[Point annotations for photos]

▼

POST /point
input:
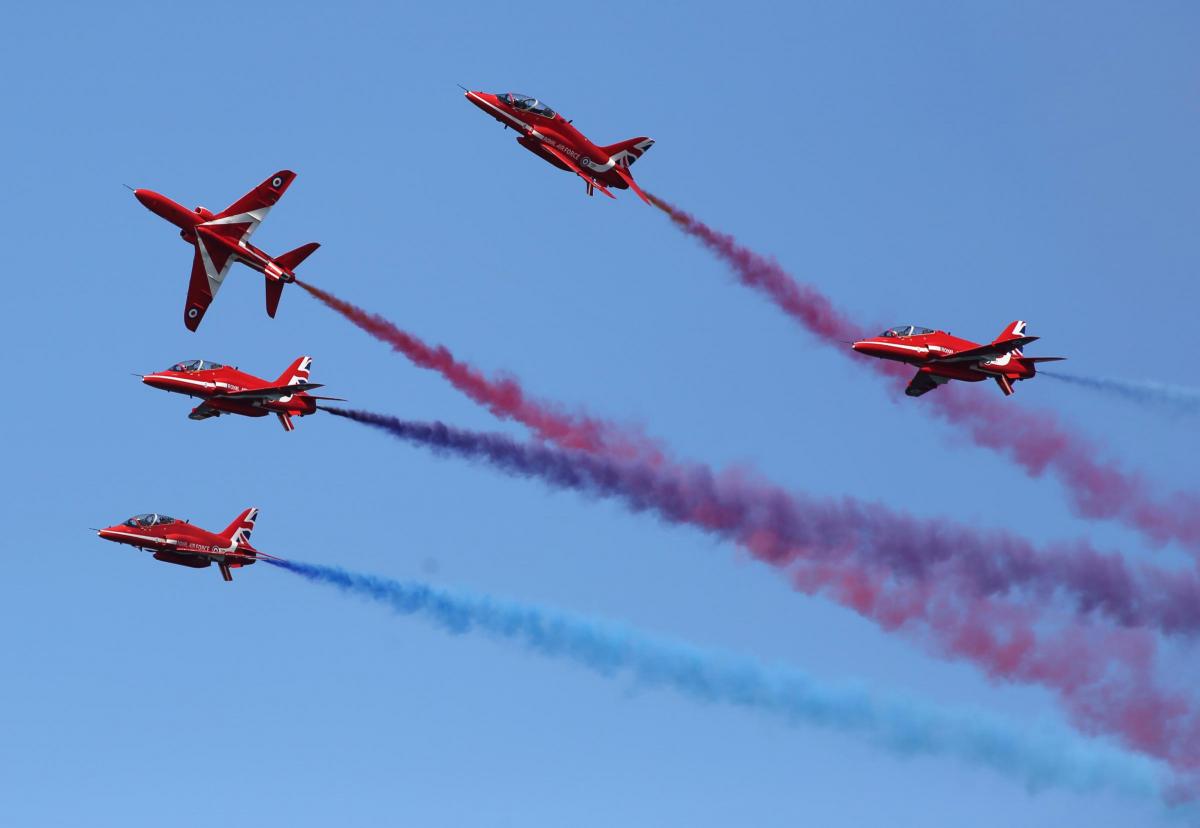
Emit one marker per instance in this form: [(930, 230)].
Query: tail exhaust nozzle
[(286, 267)]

▲

*Set problem*:
Express the data above as a two-column CSV with the columns "request" and "answer", one row per entry, placing each field in quotation marks and replacing any line breaks with spaces. Omit the pictures.

*Answer to the task*:
request,answer
"POST /point input: Emit one marker per instance in this form: [(930, 230)]. Query: tail exhaust nozzle","[(286, 267)]"